Kepler mission

All posts tagged Kepler mission

Boise State’s research computing group is hosting a conference today and tomorrow on scientific computing. Along with several others, I was invited to give a 7-min, lightning talk about our research group‘s use of computing.

One of the research computing things we do is time-series analysis to look for new planets in data from the Kepler/K2 Mission. So I talked about the new planets our group has helped find – my talk is below.

 

 

Planetary radii and orbital periods for planets (black circles) and planetary candidates (red circles) discovered by the Kepler mission. The dashed curves shows how close different planets can get to their host stars before they would be tidally disrupted. Taken from Jackson et al. (2016).

Exciting news – just today, my research group had another paper accepted for publication, so we’ve added one more tiny brick to the edifice of human knowledge.

This paper explored tidal disruption of gaseous exoplanets. Over the last few decades, astronomers have discovered thousands of planets outside of our solar system, so-called “exoplanets”.

Most of the planets do not resemble planets in our solar system, and owing to biases in the way we find the planets, many of them are big, gas balls like Jupiter but orbiting much closer to their host stars than planets in our solar system – these planets are called “hot Jupiters“. The figure at left shows how close some of these planets are to their host stars.

Many of these hot Jupiters are doomed to spiral in toward their host stars, and when they get too close, the star’s gravity can rip them apart in a process called “tidal disruption“.

In our recent paper, we studied that process to try to understand how close a planet can get before it’s ripped apart and what might happen as it’s being ripped apart. The upshot of our study is that planets might get ripped apart a little farther from their stars than is often assumed BUT that ripping-apart process might proceed fairly slowly, over billions of years.

Flux time series for Boyajian's star, showing the 4-year Kepler observations. From Boyajian et al. (2016).

Flux time series for Boyajian’s star, showing the 4-year Kepler observations. From Boyajian et al. (2016).

At journal club today, we discussed a recent study from Jason Wright and Steinn Sigurdsson at PSU astronomy on a strangely dimming star observed by the Kepler mission.

The star has been called the WTF star (‘Where’s the Flux?’), Tabby’s Star (and probably a few more colorful things by perplexed astronomers), but Wright and Sigurdsson invoke the long astronomical tradition of naming noteworthy stars with their discoverers’ last names — they call it Boyajian’s Star, after Dr. Tabetha Boyajian, astronomer royale at Yale.

The strange thing about Boyajian’s star is that the Kepler mission observed the star to dim dramatically several times over a few years, dropping by 20% over the course of a few days several times over a few hundred days. That would be like having a partial solar eclipse that lasted 96 hours every few months. Even stranger, recent analyses of 100+ year old photographic plates suggest the star has been dimming, unnoticed, for a long time.

Various explanations for this strange behavior have been proposed, from enormous swarms of comets obscuring the star to alien megastructures, and Wright does a very good job exploring the different possibilities on his blog.

But as usually happens in astronomy, the most exciting explanations are the least likely (probably not an alien Dyson sphere), and Wright and Sigurdsson favor the idea that some sort of interstellar material between the Earth and Boyajian’s star is obscuring the star. Wright and Sigurdsson point out that, by measuring the distance to the star, the Gaia mission will help us resolve the mystery.

Artist's conception of tidal disruption of a gas giant planet.

**Dataset section:**

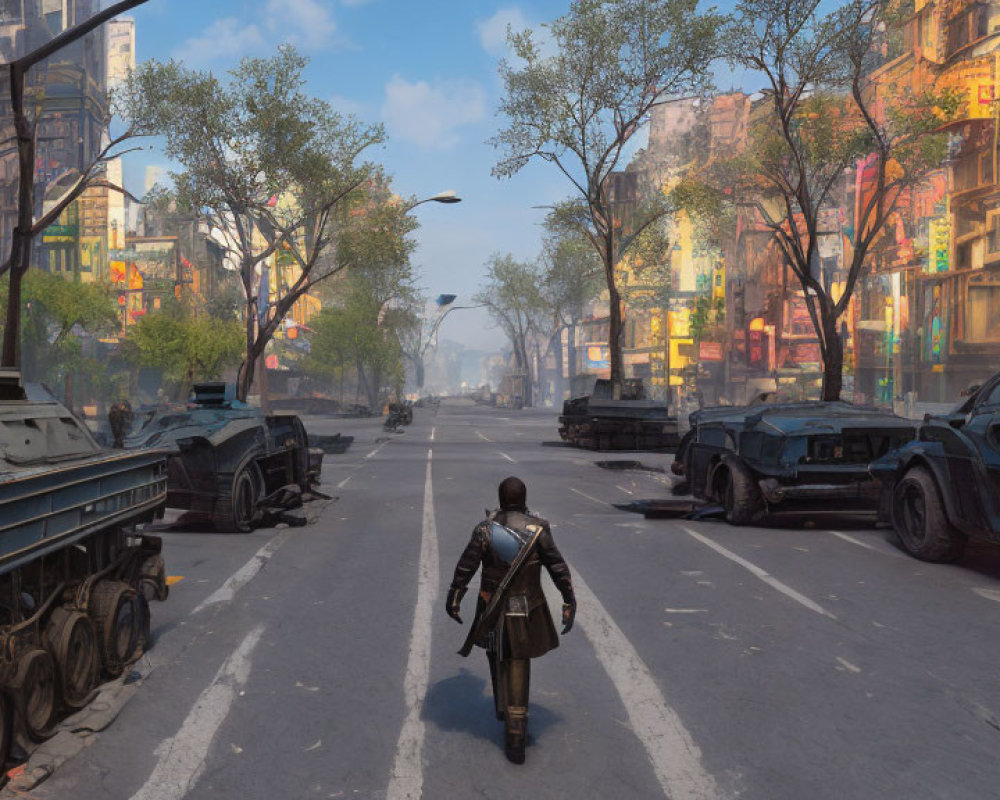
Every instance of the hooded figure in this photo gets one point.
(512, 620)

**Instructions:**
[a] From the Kepler mission text, reproduce the passage starting at "All posts tagged" and ending at "use of computing.", renaming "lightning talk" as "short talk" throughout.
[b] Continue the Kepler mission text from the point where it stops.
The material above is not relevant to any of this work.

**Exercise responses:**
[a]
All posts tagged Kepler mission

Boise State’s research computing group is hosting a conference today and tomorrow on scientific computing. Along with several others, I was invited to give a 7-min, short talk about our research group‘s use of computing.

[b]
Artist’s conception of tidal disruption of a gas giant planet.

In the last few decades, astronomers have discovered thousands of extrasolar planets, and there seems to be, on average, one planet for every star in the galaxy. Some of the planets are like those in our solar system, but many are not.

In fact, there’s a huge number of gas giant planets, like Jupiter, but on such short-period orbits they are nearly skimming the surfaces of their stars. These hot Jupiters are actually so close to their host stars, they are in danger of being torn apart by the stars’ gravity.

In a study just accepted for publication, my research group investigated what happens to a giant planet when it is ripped apart. We found that, over a few billion years, these planets can lose their entire atmospheres, leaving behind the little rocky core deep in the planet’s interior.

It also turns out that, as the planets lose their atmospheres, they can also get pushed out away from the star, and our study found that how much the planet gets pushed out depends pretty sensitively on the size of the rocky core.

That’s pretty neat because it means we can compare the masses and orbits of known rocky exoplanets to what we would expect if those little planets were actually the fossil cores of bigger gas giants that had their atmospheres ripped off.

The figure below shows how the current orbital periods of known planets P compares to what we’d expect if they were fossil cores, P_(Roche, max). In some cases, there’s a decent match, but in lots of cases, there’s not. So we’ve still got some work to do.

IMG_3637Had a wonderful visit to London, Ontario last week, home of the University of Western Ontario. Weather wasn’t quite as nice as here in Boise, but the city was just as beautiful.

My friend and colleague Catherine Neish arranged for me to give three talks while there — one on our crowd-funding effort, one on my exoplanet research, and one on our dust devil work.

I’ve posted two of the talks and abbreviated abstracts below. The dust devil talk, “Summoning Devils in the Desert”, is a reprise of a previous talk, so I didn’t include it below.

Crowdfunding To Support University Research and Public Outreach
In this presentation, I discussed my own crowdfunding project to support the rehabilitation of Boise State’s on-campus observatory. As the first project launched on PonyUp, it was an enormous success — we met our original donation goal of $8k just two weeks into the four-week campaign and so upped the goal to $10k, which we achieved two weeks later. In addition to the very gratifying monetary support of the broader Boise community, we received personal stories from many of our donors about their connections to Boise State and the observatory. I’ll talk about our approach to social and traditional media platforms and discuss how we leveraged an unlikely cosmic syzygy to boost the campaign.

On the Edge: Exoplanets with Orbital Periods Shorter Than a Peter Jackson Movie
In this presentation, I discussed the work of our Short-Period Planets Group (SuPerPiG), focused on finding and understanding this surprising new class of exoplanets. We are sifting data from the reincarnated Kepler Mission, K2, to search for additional short-period planets and have found several new candidates. We are also modeling the tidal decay and disruption of close-in gaseous planets to determine how we could identify their remnants, and preliminary results suggest the cores have a distinctive mass-period relationship that may be apparent in the observed population. Whatever their origins, short-period planets are particularly amenable to discovery and detailed follow-up by ongoing and future surveys, including the TESS mission.

UPDATE (2016 Mar 24): The paper is now available for free on astro-ph.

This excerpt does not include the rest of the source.